• [Exercise directions] Count the lines in the records below that contain the word "white" and reply with that number alone.
[start]
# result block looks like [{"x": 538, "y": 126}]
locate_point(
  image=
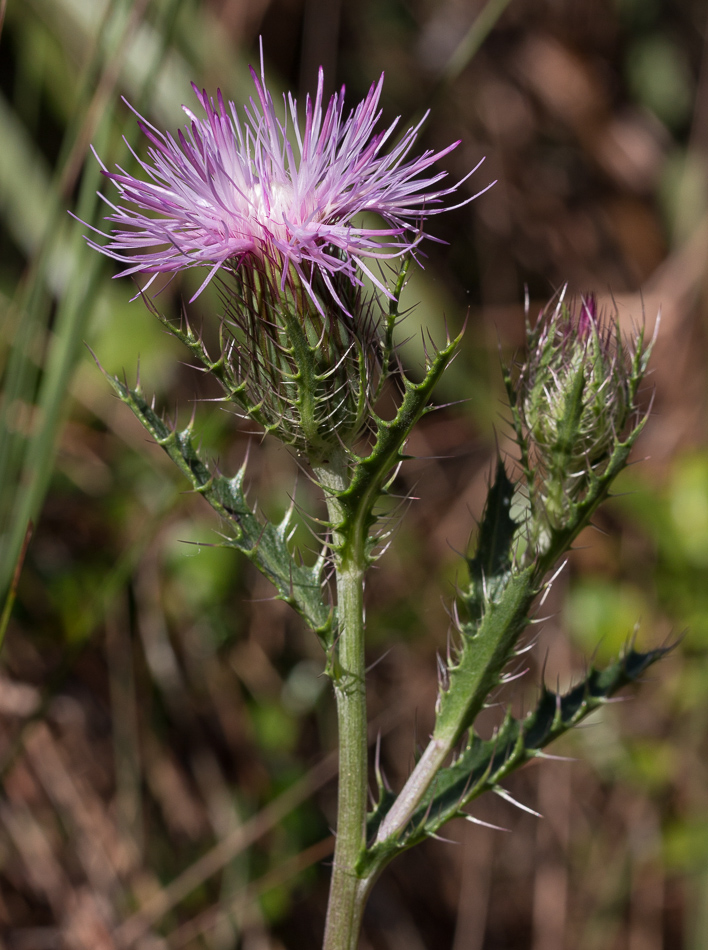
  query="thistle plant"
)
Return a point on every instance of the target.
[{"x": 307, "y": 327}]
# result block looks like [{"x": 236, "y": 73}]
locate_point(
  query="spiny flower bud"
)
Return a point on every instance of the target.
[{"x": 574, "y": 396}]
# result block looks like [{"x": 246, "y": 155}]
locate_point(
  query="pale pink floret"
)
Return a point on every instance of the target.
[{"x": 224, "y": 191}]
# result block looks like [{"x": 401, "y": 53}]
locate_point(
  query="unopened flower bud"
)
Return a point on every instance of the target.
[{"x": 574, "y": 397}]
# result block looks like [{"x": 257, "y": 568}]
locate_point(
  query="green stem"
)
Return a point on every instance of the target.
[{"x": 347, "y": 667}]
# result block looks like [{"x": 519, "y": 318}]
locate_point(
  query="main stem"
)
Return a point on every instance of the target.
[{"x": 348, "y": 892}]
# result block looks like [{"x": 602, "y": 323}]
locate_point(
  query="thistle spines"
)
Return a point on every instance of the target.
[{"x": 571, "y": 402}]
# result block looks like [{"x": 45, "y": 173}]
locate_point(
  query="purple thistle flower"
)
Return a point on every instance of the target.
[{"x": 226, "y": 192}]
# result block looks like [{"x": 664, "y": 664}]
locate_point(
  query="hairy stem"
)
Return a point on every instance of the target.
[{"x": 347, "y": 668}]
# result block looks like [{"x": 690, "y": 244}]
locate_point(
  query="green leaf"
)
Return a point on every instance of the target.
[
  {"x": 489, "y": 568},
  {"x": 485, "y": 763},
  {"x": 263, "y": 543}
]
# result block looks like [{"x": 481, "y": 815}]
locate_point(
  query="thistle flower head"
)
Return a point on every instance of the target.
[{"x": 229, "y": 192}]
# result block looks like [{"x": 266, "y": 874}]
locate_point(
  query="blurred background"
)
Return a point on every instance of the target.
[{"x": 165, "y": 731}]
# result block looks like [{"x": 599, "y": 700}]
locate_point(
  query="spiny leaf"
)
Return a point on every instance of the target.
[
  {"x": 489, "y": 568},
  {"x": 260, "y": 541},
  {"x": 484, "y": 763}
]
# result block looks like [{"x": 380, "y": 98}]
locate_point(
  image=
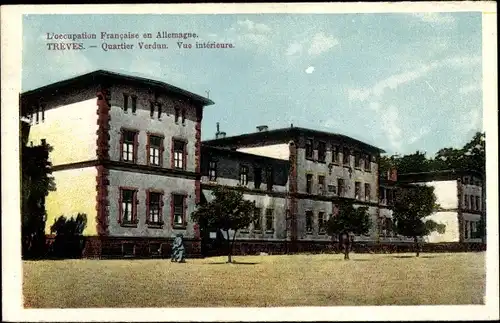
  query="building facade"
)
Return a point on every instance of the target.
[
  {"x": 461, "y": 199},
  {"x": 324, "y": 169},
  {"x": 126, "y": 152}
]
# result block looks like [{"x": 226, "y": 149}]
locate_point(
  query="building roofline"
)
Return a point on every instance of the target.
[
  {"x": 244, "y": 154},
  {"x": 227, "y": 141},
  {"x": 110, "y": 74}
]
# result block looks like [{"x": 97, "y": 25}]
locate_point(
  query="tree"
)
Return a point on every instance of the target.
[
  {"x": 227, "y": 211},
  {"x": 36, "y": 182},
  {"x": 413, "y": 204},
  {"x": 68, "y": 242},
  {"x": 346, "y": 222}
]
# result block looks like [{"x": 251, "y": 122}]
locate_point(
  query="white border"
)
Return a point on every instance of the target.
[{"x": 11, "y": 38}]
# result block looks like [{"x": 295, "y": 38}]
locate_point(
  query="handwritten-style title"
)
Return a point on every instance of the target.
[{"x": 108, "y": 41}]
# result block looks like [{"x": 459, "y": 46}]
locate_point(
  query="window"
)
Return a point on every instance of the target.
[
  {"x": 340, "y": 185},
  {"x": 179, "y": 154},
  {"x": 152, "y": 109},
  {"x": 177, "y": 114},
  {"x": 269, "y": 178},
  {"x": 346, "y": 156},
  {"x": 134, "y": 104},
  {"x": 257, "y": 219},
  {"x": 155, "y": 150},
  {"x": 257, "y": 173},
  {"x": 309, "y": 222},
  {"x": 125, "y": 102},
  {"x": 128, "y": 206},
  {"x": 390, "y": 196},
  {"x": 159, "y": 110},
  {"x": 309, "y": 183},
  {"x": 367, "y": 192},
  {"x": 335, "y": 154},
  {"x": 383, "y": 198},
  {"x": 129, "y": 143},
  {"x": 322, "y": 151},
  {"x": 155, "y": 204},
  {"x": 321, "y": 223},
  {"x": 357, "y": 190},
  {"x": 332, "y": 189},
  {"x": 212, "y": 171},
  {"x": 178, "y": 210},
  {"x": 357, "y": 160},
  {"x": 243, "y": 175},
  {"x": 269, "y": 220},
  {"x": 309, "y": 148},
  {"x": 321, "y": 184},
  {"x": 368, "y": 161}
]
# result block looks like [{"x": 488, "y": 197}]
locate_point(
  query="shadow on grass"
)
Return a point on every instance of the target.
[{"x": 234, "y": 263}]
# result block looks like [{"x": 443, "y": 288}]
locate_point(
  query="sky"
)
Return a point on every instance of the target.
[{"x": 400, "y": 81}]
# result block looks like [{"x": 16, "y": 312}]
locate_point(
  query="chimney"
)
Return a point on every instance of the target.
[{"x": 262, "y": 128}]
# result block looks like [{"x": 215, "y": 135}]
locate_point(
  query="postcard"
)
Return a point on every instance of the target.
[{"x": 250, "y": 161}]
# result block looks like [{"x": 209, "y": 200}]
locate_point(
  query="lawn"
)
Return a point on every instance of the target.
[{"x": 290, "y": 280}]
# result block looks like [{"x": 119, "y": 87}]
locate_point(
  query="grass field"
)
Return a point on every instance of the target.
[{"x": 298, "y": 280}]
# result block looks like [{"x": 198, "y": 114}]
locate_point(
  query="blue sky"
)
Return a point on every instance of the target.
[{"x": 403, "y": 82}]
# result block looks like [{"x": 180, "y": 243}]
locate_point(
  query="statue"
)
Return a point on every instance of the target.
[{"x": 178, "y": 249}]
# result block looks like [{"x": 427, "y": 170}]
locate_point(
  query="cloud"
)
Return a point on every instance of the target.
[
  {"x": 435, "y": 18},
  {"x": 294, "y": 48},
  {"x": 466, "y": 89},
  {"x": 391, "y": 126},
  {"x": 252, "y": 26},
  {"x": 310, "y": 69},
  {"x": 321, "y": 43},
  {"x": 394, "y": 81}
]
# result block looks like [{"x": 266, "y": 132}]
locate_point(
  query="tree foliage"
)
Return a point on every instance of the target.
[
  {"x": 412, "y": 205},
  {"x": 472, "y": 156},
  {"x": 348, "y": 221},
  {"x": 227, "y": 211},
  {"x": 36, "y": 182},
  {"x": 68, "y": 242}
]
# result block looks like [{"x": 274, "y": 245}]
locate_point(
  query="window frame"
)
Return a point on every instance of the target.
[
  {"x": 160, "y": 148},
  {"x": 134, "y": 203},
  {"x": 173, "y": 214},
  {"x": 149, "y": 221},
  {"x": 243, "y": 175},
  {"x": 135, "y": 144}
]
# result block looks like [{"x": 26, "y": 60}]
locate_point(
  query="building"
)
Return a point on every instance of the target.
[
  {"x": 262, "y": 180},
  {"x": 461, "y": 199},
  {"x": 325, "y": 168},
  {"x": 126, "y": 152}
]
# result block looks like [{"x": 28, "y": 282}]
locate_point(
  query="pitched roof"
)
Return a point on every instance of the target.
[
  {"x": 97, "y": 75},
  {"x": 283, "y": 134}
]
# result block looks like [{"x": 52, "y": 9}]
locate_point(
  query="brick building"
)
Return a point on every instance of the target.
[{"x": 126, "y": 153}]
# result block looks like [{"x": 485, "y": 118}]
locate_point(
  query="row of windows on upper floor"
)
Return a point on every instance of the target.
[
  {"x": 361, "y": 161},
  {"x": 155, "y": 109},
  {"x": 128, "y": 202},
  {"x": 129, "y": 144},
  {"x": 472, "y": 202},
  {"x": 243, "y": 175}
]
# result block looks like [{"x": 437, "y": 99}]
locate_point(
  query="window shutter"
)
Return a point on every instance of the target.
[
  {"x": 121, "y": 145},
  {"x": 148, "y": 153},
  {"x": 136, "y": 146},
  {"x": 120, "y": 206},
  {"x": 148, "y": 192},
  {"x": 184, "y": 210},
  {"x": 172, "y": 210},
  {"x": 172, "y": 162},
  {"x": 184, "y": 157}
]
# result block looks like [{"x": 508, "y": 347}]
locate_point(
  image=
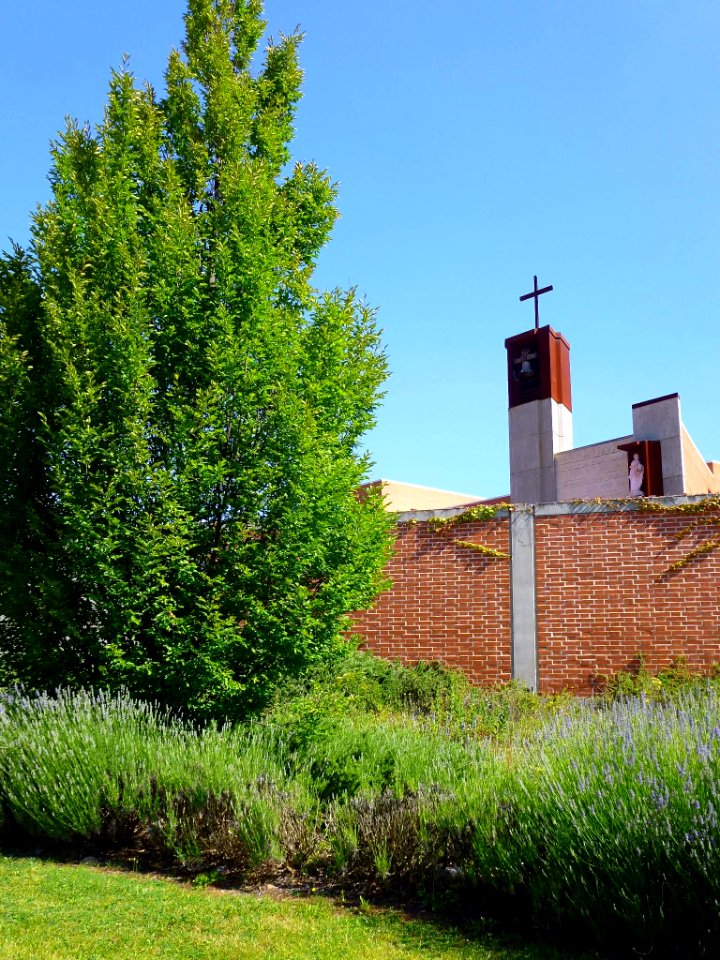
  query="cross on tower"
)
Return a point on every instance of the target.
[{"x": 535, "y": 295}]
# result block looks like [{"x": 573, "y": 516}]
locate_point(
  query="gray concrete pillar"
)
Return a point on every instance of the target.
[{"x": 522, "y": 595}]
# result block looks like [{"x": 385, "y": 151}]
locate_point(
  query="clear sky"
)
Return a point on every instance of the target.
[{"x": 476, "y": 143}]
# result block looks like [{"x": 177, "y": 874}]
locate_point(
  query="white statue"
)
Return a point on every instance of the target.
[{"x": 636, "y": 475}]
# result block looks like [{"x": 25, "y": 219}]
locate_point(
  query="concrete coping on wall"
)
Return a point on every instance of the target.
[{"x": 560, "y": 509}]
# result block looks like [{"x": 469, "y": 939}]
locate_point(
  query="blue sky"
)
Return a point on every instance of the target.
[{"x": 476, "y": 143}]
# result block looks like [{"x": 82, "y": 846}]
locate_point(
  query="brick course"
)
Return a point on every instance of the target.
[end]
• [Finished exercise] 2